#### Stored data
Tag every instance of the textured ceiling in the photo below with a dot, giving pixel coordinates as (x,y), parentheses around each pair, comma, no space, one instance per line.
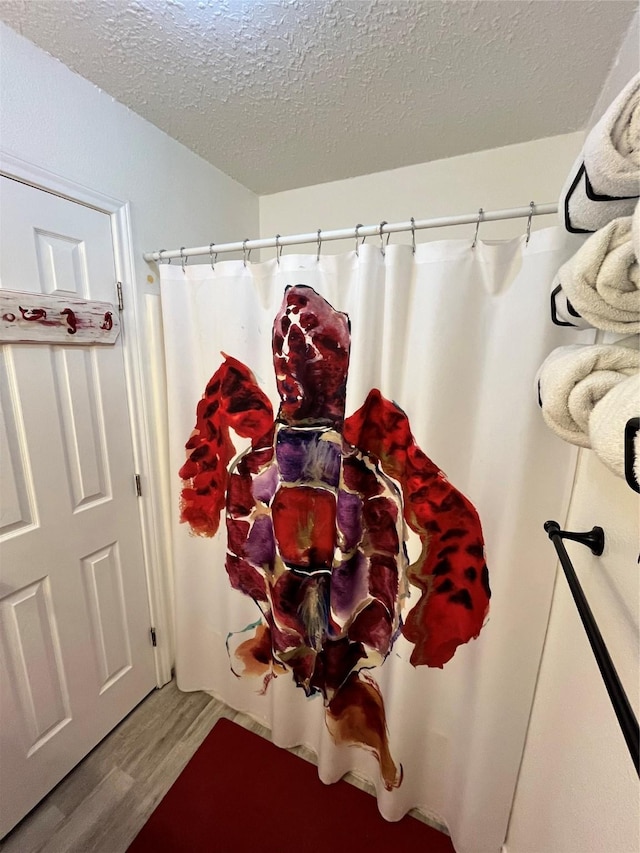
(287,93)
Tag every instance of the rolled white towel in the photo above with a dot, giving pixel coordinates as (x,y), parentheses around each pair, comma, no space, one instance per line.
(581,212)
(602,279)
(612,148)
(574,378)
(608,421)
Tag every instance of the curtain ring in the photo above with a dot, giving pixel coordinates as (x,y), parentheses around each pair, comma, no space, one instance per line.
(358,227)
(531,207)
(382,224)
(475,239)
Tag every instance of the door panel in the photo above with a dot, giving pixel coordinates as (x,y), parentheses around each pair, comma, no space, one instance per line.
(75,652)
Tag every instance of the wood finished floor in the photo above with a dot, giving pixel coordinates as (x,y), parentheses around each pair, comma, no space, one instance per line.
(104,802)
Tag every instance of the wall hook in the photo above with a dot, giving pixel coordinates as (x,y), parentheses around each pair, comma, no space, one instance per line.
(593,539)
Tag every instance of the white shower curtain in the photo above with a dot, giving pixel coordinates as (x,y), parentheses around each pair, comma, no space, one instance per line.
(455,337)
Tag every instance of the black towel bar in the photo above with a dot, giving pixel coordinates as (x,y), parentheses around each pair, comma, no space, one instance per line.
(594,539)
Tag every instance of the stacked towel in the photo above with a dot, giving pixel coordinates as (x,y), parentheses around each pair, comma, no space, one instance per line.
(574,379)
(604,183)
(600,284)
(612,149)
(608,422)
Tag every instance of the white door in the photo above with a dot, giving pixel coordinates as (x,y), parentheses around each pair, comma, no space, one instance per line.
(75,648)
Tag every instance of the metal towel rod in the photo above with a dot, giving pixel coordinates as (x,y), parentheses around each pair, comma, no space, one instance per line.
(594,539)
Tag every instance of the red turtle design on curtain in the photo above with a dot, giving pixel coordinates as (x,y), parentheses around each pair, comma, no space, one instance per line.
(315,514)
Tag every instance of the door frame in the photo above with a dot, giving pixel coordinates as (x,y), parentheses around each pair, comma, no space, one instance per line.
(155,562)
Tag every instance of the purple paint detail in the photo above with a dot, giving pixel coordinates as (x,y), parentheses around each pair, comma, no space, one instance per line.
(260,547)
(349,514)
(349,586)
(305,457)
(265,484)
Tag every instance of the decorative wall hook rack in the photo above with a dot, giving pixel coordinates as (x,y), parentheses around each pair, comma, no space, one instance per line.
(594,539)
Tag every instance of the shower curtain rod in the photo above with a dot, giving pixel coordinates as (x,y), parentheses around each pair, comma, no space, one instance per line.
(353,233)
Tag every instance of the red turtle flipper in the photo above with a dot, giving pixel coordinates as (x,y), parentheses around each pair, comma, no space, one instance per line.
(451,570)
(232,400)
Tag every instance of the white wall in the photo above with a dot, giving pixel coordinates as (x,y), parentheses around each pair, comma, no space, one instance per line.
(56,120)
(501,177)
(578,791)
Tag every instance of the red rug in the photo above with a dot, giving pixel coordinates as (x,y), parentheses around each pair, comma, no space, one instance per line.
(240,793)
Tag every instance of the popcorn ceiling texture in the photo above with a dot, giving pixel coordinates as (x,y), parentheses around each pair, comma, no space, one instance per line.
(287,93)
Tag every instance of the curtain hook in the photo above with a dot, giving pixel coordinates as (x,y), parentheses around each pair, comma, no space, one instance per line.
(358,227)
(531,207)
(475,239)
(382,224)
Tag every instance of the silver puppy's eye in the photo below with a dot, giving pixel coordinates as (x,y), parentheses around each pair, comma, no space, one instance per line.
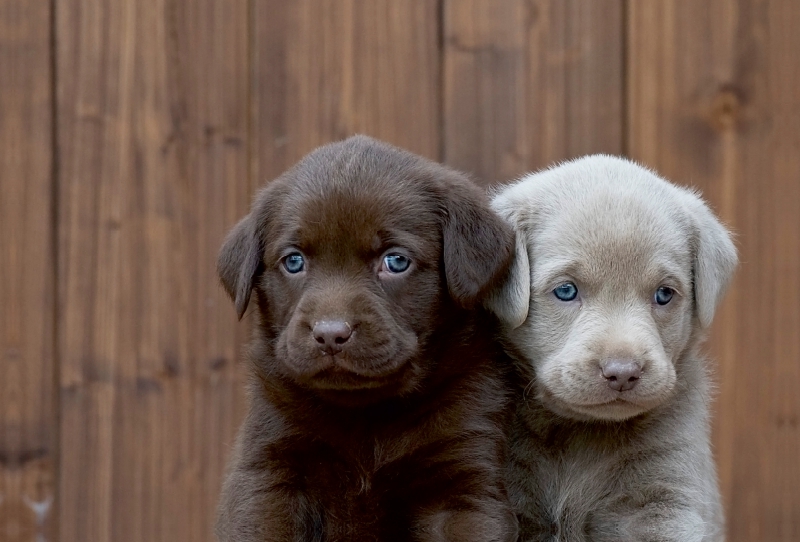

#### Written problem
Report each line of the listing above that contains the word "shower", copying every such line in full. Case counts.

#### Solution for this exercise
Tag every instance of the white shower curtain in the photo above with a dot, giving pixel coordinates as (x,y), parentheses around each pair, comma, no space, one instance per line.
Tag every instance of the shower curtain rod in the photo above with a dot, giving pixel coordinates as (x,y), parentheses around each pair, comma, no space, one instance per line.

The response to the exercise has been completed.